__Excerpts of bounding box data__
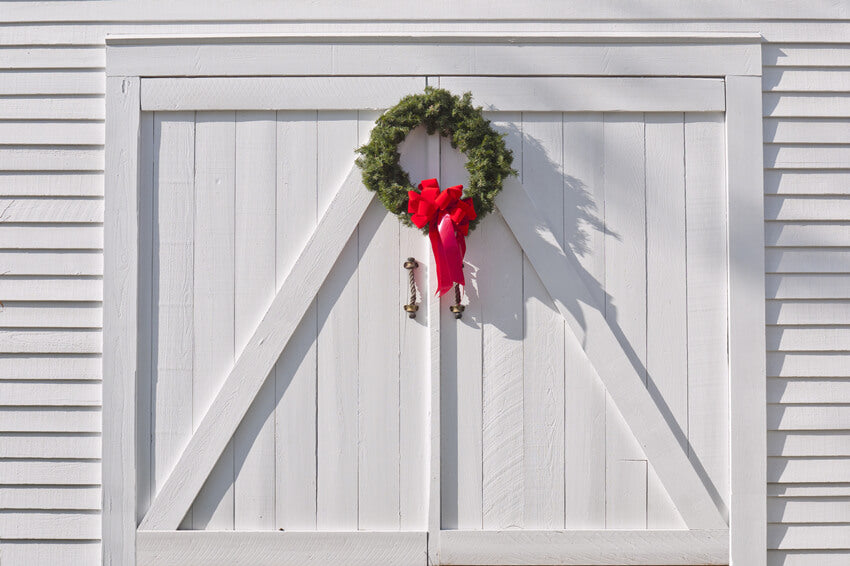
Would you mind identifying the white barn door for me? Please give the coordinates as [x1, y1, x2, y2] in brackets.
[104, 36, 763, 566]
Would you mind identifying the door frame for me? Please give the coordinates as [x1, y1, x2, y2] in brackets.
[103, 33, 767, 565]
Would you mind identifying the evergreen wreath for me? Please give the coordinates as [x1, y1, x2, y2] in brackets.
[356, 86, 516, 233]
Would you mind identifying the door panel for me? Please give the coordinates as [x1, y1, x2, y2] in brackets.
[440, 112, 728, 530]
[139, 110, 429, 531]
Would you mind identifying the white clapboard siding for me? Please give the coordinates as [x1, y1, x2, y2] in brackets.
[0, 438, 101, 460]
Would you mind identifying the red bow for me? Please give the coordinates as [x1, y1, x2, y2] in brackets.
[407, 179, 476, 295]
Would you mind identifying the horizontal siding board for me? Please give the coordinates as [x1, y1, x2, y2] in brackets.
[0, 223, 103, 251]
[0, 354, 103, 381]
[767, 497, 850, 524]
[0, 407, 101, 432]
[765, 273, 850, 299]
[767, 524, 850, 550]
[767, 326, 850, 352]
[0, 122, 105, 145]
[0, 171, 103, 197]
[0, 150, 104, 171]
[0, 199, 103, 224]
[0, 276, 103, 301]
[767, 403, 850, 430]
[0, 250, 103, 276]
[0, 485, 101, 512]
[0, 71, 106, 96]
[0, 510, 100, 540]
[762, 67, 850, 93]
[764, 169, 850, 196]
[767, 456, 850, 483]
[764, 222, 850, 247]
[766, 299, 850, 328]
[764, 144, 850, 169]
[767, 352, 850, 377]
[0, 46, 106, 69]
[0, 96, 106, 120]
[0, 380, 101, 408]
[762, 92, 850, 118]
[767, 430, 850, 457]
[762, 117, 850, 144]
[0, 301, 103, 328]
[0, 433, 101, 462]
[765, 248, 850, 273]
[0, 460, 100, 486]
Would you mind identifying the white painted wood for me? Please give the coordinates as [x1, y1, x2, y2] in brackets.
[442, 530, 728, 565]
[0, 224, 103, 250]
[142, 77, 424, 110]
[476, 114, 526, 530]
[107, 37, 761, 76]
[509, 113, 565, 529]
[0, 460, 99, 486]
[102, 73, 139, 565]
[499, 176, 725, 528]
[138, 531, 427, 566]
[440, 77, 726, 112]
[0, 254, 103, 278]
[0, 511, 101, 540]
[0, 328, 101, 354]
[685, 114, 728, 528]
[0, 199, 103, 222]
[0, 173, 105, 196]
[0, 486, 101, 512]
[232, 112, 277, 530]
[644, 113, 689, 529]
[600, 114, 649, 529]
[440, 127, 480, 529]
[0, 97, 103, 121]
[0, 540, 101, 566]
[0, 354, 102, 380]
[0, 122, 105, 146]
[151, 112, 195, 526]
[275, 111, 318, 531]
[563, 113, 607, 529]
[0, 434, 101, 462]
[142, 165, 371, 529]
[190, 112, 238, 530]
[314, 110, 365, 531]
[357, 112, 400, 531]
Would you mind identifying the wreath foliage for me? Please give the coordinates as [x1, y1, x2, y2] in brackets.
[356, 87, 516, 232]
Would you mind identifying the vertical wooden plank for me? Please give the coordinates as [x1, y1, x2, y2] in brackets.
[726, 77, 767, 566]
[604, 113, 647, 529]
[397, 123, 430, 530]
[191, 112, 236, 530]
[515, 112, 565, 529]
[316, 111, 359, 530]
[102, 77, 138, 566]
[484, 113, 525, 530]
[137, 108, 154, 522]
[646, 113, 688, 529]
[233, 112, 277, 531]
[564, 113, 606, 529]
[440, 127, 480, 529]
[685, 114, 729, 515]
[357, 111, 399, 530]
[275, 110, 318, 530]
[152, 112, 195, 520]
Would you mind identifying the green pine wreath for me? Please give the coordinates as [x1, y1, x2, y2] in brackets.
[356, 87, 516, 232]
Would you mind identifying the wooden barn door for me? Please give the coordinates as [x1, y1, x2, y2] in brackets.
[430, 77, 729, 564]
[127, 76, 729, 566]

__Written instruction__
Scale the records from the line containing "Would you mind identifying the green" through the end of the records by repeating each of those lines, requests included, with every coordinate in the boxes multiplied by 2 and rounded to a whole number, halves rounded up. Give only those lines.

__Exercise result__
Would you mind identifying the green pine wreath for me? Please give the coordinates as [x1, y1, x2, y2] in brackets.
[712, 174, 1032, 464]
Would you mind identifying the wooden barn door for me? Please give the coordinates as [x1, y1, x2, y2] in brackets.
[860, 154, 1458, 1128]
[254, 152, 1458, 1132]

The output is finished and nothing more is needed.